** START Entries supplied **

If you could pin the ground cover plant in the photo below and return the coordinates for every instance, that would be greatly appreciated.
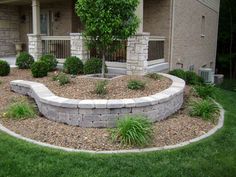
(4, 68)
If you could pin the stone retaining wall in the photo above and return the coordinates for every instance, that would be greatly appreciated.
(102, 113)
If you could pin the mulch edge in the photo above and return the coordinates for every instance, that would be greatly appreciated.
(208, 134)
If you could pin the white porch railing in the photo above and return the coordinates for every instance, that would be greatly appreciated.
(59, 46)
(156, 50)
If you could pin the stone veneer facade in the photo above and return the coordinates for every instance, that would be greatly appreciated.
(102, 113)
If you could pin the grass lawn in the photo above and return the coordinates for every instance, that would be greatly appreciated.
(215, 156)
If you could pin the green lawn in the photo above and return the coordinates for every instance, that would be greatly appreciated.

** END Entries supplied **

◆ **What you will do**
Please write out every item above word for word, leaving out the pictures.

◆ **Result for this exercise**
If you could pin the ground cover plant in the photo below and return the coordinates for every instance, that would be greatly appreciated.
(4, 68)
If you could pin the stone retaining wall in the photo above and return the coordinates for every instance, that would be greatly appreciated.
(102, 113)
If you could pin the mulch edge in the photo above and return the coordinates for every instance, that would be greatly appreciated.
(208, 134)
If you could pin the white porch railing in the photo above and return the coordinates for every instance, that would be greatly appreciated.
(59, 46)
(156, 50)
If you could pin the stone veneer facade in the photo above and return the coordinates for every instance, that would be greatly appreciated.
(102, 113)
If you could pin the grass lawn in the photo above and return the coordinates for every instance, that would be greatly appreciated.
(215, 156)
If you could pin the green lawn in the photo above and return the coordinates for every instance, that would be greatly appreciated.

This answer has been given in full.